• [WORK REQUIRED]
Please copy every row below word for word, keeping them in the same order.

• [DATA SECTION]
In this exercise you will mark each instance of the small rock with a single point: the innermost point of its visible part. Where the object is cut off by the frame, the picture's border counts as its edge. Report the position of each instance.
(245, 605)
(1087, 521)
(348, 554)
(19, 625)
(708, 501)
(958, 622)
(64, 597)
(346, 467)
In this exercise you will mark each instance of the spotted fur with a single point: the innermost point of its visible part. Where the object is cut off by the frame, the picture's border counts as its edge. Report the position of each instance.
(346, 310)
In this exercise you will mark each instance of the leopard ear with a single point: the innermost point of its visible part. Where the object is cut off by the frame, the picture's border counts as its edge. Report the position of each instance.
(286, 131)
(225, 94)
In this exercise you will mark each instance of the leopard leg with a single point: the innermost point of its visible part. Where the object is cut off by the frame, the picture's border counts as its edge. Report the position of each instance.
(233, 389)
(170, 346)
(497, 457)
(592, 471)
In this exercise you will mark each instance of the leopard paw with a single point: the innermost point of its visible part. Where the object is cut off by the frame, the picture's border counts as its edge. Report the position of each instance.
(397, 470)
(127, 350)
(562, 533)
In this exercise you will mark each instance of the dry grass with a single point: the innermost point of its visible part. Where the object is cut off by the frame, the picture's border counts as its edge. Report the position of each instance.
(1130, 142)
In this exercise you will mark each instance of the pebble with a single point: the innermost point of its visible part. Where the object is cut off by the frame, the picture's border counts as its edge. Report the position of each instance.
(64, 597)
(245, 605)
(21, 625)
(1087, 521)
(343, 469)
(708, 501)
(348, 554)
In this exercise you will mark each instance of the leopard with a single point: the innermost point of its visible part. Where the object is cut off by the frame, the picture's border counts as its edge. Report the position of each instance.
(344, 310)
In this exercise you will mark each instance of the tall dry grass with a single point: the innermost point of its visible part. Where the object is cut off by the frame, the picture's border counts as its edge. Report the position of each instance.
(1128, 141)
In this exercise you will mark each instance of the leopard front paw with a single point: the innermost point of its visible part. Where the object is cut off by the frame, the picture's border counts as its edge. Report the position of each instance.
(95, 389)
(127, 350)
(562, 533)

• [ANSWER FOR THIS EXERCISE]
In this exercise you will mark each instance of the small rock with a single point: the innermost point of its visible part. Where the object is cut off by the frame, the picture's border counts as its edge. Report the position of each instance.
(245, 605)
(1087, 521)
(348, 554)
(19, 625)
(708, 501)
(958, 622)
(64, 597)
(346, 467)
In this exercise you will mark each instance of the spotted fur with a single point: the innermost point of its visible part. Where the object is cut off by the frame, the picture's border counts as its edge. Report the position of each instance.
(346, 310)
In this exercise you will mark each instance of the leopard ear with a single point: the innermost point of its visible part. Where the object is cut off by the frame, the picture's border counts as its edge. Report the position of each instance.
(286, 131)
(225, 94)
In this exercise you will mark each instance of the leopard leg with a single point: the innermost point of its visible part. Where the object is cut off by the frame, the picture's border counts as its edge. Report the position of each instance.
(233, 389)
(170, 346)
(497, 457)
(592, 471)
In this exercise you will mark each instance of the leopard paw with a single point: the innermost point of its visible part. Where the object is cut off by the frame, the picture's border counts as its edge. Report the position of each instance.
(397, 470)
(127, 350)
(562, 533)
In this exercise you will mark each instance of the dry grass with a single point: the innermost point of its visible part. Where the object is cut off by the frame, the picture's border counts as its edge. Report the position of each instance.
(1130, 142)
In this exercise you will mark each instance of the pebble with a single point: the innermost point of its visible part. Where the object is cut off by the frame, the picture's border counts as its edge. Report the position of each instance.
(64, 597)
(245, 605)
(21, 625)
(1087, 521)
(343, 469)
(708, 501)
(348, 554)
In this exercise you will mark each instance of the leopard with a single point: the innermost point of its visible part. Where the object is cut off by the frame, the picture's border counts as its edge. Report the position of each instance.
(344, 310)
In this exercise you will mark each instance of the tall dry grass with a single point: the innermost point of its visible part. Where the object is cut off by the frame, the picture's border counts as its edge. Report the position of each instance.
(1128, 141)
In this exercise you will mark each instance of the leopard front paw with a single point: the innermost point of its visible part. Where the object is cut off by the frame, the picture's border counts as its edge. Report the position of each instance.
(95, 389)
(127, 350)
(562, 533)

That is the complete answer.